[Task statement] The job is to output each record exactly as it stands, pictures excluded.

[Image point grounding data]
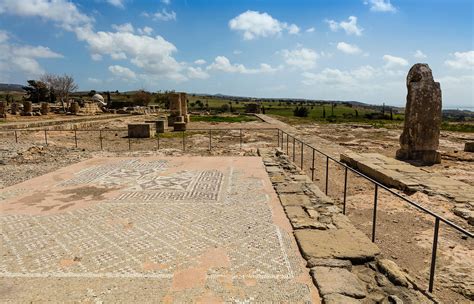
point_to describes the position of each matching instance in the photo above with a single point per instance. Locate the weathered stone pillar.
(142, 130)
(160, 126)
(3, 109)
(420, 138)
(184, 106)
(27, 107)
(44, 108)
(75, 108)
(14, 108)
(179, 126)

[Result]
point_to describes the position of each matching instance in the photo above with a single point per instance. Locate the weathered stone pillar.
(142, 130)
(160, 126)
(3, 109)
(420, 138)
(184, 106)
(27, 107)
(44, 108)
(75, 108)
(14, 108)
(179, 126)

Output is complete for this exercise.